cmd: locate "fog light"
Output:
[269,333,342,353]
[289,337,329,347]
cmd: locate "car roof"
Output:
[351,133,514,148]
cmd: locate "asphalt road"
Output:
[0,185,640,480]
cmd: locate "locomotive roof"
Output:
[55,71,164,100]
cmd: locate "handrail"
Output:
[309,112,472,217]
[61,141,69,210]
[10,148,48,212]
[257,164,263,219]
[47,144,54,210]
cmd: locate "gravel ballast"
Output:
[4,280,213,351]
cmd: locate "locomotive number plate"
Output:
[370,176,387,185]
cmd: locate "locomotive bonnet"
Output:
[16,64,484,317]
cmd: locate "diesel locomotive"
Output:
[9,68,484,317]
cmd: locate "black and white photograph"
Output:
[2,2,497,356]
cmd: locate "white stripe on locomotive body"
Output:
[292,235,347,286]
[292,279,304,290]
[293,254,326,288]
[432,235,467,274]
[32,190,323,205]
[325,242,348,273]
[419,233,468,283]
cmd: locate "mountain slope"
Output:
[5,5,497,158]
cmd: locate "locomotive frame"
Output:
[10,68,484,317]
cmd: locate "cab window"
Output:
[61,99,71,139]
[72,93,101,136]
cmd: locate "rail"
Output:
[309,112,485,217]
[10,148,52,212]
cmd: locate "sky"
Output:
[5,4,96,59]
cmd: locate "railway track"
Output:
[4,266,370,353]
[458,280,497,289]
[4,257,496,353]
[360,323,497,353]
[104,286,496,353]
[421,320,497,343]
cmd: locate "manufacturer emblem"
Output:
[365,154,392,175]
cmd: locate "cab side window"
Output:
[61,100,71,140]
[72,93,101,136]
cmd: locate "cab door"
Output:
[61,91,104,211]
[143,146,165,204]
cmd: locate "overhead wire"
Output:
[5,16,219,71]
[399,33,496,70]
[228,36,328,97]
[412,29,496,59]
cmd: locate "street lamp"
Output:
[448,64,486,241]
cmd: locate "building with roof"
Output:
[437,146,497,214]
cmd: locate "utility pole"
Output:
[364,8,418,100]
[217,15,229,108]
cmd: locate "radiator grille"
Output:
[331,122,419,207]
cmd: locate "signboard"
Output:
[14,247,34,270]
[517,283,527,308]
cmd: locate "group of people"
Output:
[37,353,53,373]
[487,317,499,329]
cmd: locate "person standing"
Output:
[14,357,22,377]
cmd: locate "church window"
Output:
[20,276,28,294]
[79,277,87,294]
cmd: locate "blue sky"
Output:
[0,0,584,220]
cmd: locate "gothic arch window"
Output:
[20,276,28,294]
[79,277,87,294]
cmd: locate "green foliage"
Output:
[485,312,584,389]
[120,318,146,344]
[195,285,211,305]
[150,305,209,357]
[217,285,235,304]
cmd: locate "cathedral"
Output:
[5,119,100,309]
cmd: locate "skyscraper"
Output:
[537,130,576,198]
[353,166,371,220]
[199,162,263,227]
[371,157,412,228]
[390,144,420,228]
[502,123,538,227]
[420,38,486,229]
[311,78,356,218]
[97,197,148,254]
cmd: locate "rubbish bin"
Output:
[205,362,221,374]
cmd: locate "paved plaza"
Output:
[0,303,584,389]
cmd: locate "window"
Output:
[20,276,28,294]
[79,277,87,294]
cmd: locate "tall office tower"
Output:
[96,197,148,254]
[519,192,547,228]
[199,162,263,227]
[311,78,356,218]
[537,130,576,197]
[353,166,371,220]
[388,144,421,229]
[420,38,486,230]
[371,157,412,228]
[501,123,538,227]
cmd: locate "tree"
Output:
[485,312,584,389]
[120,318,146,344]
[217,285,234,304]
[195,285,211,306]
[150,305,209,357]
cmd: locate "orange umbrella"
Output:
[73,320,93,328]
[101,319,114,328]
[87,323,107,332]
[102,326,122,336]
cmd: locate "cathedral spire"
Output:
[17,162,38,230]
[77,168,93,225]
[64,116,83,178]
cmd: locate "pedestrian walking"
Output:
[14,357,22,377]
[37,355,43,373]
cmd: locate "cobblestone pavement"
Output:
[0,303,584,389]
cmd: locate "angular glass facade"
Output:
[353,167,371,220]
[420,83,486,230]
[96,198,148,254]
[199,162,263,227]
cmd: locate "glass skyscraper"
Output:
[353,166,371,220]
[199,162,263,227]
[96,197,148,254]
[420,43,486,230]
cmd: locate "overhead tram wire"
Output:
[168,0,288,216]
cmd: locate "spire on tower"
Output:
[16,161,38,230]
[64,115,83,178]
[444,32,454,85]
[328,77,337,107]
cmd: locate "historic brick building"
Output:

-------------------------

§ EXERCISE REQUIREMENTS
Rewrite all of the rows above, putting "Boxes" wherever "Output" appears and keeping everything else the same.

§ REPLY TO THE EXERCISE
cmd: locate "fog light"
Boxes:
[269,333,342,353]
[289,337,329,347]
cmd: locate "car roof"
Boxes:
[351,133,514,148]
cmd: locate "asphalt road"
Boxes:
[0,185,640,480]
cmd: locate "locomotive roof"
Boxes:
[55,71,164,100]
cmd: locate "handrail"
Boxes:
[309,112,472,217]
[61,141,69,210]
[10,148,48,212]
[257,164,263,219]
[47,144,54,210]
cmd: locate "gravel ballast"
Boxes:
[4,280,213,351]
cmd: locate "locomotive number plate"
Boxes:
[370,176,387,185]
cmd: locate "locomotive bonnet"
Boxes:
[16,64,484,317]
cmd: locate "diesel locomotive"
Boxes:
[9,68,484,317]
cmd: locate "black and white photograph"
Boxes:
[2,2,497,356]
cmd: locate "white stripe on locomotive body"
Boxes:
[292,235,347,286]
[292,279,304,290]
[293,254,326,288]
[432,235,467,274]
[32,190,323,205]
[325,242,348,273]
[419,233,468,283]
cmd: locate "mountain slope"
Boxes:
[5,5,497,158]
cmd: locate "locomotive frame"
Boxes:
[10,68,484,317]
cmd: locate "cab window"
Boxes:
[61,99,71,139]
[72,93,101,136]
cmd: locate "rail"
Boxes:
[309,112,485,217]
[10,148,52,212]
cmd: locate "sky"
Boxes:
[5,4,96,59]
cmd: locate "railway track"
Boxes:
[4,266,370,353]
[458,280,497,289]
[4,257,496,353]
[360,323,497,353]
[104,286,496,353]
[421,320,497,343]
cmd: locate "manufacturer emblem"
Boxes:
[365,154,392,175]
cmd: locate "cab side window"
Boxes:
[61,100,71,140]
[72,93,101,136]
cmd: locate "cab door"
Boxes:
[61,91,104,211]
[143,146,165,204]
cmd: locate "overhead wire"
Boxes:
[5,16,219,71]
[399,33,496,70]
[228,36,328,97]
[412,29,496,59]
cmd: locate "street lamp"
Boxes:
[448,64,486,241]
cmd: locate "building with roof"
Boxes:
[437,146,497,214]
cmd: locate "utility pole"
Boxes:
[364,8,418,100]
[217,15,229,108]
cmd: locate "radiator grille"
Boxes:
[331,122,419,207]
cmd: locate "signboard"
Boxes:
[14,247,34,270]
[517,283,527,308]
cmd: locate "group of people"
Boxes:
[37,353,53,373]
[487,317,499,329]
cmd: locate "person standing"
Boxes:
[14,357,22,377]
cmd: locate "church window"
Boxes:
[20,276,28,294]
[79,277,87,294]
cmd: locate "blue sky"
Boxes:
[0,0,584,220]
cmd: locate "gothic arch window"
Boxes:
[20,276,28,294]
[79,277,87,294]
cmd: locate "green foliage"
Boxes:
[485,312,584,389]
[120,318,146,344]
[195,285,211,305]
[150,305,209,357]
[217,285,235,304]
cmd: locate "cathedral"
Boxes:
[5,119,100,309]
cmd: locate "skyscraper"
Boxes:
[537,130,576,198]
[353,166,371,220]
[199,162,263,227]
[371,157,412,228]
[390,144,420,228]
[502,123,538,227]
[420,38,486,229]
[311,78,356,218]
[97,197,148,254]
cmd: locate "rubbish bin"
Boxes:
[205,362,221,374]
cmd: locate "paved plaza"
Boxes:
[0,303,584,389]
cmd: locate "window"
Boxes:
[20,276,28,294]
[79,277,87,294]
cmd: locate "tall office tower"
Boxes:
[96,197,148,254]
[519,192,547,228]
[199,162,263,227]
[311,78,356,218]
[537,130,576,197]
[353,166,371,220]
[388,144,421,229]
[420,38,486,230]
[371,157,412,228]
[501,123,538,227]
cmd: locate "tree"
Boxes:
[485,312,584,389]
[120,318,146,344]
[217,285,234,304]
[195,285,211,306]
[150,305,209,357]
cmd: locate "orange umbrella"
Boxes:
[73,320,93,328]
[101,319,114,328]
[87,323,107,332]
[102,326,122,336]
cmd: locate "cathedral spire"
Boxes:
[17,162,38,230]
[77,168,93,225]
[64,116,83,178]
cmd: locate "pedestrian walking"
Boxes:
[14,357,22,377]
[37,355,43,373]
cmd: locate "cobblestone pavement"
Boxes:
[0,303,584,389]
cmd: locate "angular glass facade"
Boxes:
[353,167,371,220]
[420,83,486,230]
[96,198,148,254]
[199,162,263,227]
cmd: locate "glass skyscraper"
Boxes:
[353,166,371,220]
[199,162,263,227]
[96,197,148,254]
[420,43,486,230]
cmd: locate "overhead tram wire"
Boxes:
[168,0,288,216]
cmd: locate "spire on tower"
Boxes:
[16,161,38,230]
[64,115,83,178]
[444,32,454,85]
[328,77,337,107]
cmd: locate "historic brick building"
Boxes:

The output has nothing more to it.